- _PROBLEM STATEMENT_:
Reproduce the stretch of the transcript from "Okay, you... Okay." through "conducting an orchestra.", replacing "coffee" with "tea".

- _DOCUMENT SECTION_:

Look, most people don't know this,

but I spent six months
in a black-ops site

in Alamogordo, New Mexico.

See you later, Kev-o.

[Footsteps depart]

[Sinister music playing]

[Insects chirping]



[Glass shatters]

Hello?

[Sinister music plays]

That you, Ollie?

[Growl]

Are you t-tryin' to scare me?

[Laughs awkwardly]

Ollie?

[Rattle jingles]

[Floorboards creak]

[Music, jingling stops]

[Music, jingling resumes]

Hello?

[Growling]

[Music continues]

[Music stops]

[Rattle jingling]

[Dramatic music playing]

[Growl]

No, no!

No, no, no, no, no!

- [Growling]
- [Screams]

[Screaming]

[Growling continues]

- [Chewing]
- Aah!

[Giggling]



[Stan whistles]

I found this one
out by the train tracks.

Kevin, what happened to you?

[Sobs silently]

[Inhales deeply]



Okay, you... Okay.

You were cr... Oh, you were
crawling in the woods!

- Fight club.
- [Whimpers]

Skunk att*ck. Hot coffee.

And then you were
conducting an orchestra!

You were conducting an orchestra.

Your canoe broke.

- Someone had binoculars.
- [Sobs]

Okay. Do you need to take
a minute, or...?

- One.
- One.

So, was it skunks?

Okay. All right.

Nice, deep breath.

[Breathes shakily]

How's that? No.

No, no, no, no, no.

The eyes were closer together,

and the... the cheeks

were... were much fuller than that.

Okay.

[Sighs]



Like this?

That's him.

That's him, Officer.

Really?

[Sobbing] That...

It was that baby... Aiden Braden.

What's its name?

Shh!

Kevin, you're expecting us

to believe that a baby did this to you?

- _EXTRACTED INFORMATION_:
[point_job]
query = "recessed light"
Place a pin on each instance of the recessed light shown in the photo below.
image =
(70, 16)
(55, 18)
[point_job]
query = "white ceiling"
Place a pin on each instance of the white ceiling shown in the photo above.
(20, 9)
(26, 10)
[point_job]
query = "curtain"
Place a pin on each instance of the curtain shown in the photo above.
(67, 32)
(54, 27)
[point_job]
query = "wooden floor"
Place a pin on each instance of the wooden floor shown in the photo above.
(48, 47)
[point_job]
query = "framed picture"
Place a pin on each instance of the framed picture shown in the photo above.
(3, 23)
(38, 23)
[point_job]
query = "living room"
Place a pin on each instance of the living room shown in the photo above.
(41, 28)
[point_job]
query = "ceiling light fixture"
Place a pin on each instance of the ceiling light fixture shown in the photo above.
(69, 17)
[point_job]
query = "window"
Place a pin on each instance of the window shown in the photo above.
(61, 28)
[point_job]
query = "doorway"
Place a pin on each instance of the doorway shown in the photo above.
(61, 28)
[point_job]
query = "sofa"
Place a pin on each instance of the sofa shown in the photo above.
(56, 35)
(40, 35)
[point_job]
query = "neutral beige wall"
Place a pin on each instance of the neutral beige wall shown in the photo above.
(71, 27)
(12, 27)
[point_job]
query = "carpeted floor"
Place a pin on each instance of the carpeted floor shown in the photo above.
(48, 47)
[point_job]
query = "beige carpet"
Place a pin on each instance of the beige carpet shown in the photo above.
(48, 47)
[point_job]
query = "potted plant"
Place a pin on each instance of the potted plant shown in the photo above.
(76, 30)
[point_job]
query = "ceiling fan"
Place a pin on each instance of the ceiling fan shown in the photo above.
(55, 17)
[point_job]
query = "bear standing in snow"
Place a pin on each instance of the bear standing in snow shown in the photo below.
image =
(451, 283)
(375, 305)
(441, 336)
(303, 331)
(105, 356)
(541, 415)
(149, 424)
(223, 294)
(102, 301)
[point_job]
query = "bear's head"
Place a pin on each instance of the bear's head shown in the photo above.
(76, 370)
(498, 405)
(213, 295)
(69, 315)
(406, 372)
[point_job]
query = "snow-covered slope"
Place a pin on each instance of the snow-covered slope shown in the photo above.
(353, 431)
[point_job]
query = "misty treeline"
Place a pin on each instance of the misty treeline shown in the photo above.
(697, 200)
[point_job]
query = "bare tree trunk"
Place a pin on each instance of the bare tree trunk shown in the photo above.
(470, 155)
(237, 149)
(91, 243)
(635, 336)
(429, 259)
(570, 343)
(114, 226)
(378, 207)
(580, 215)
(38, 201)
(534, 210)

- _TASK ANSWER_:
Okay, you... Okay.

You were cr... Oh, you were
crawling in the woods!

- Fight club.
- [Whimpers]

Skunk att*ck. Hot tea.

And then you were
conducting an orchestra!

You were conducting an orchestra.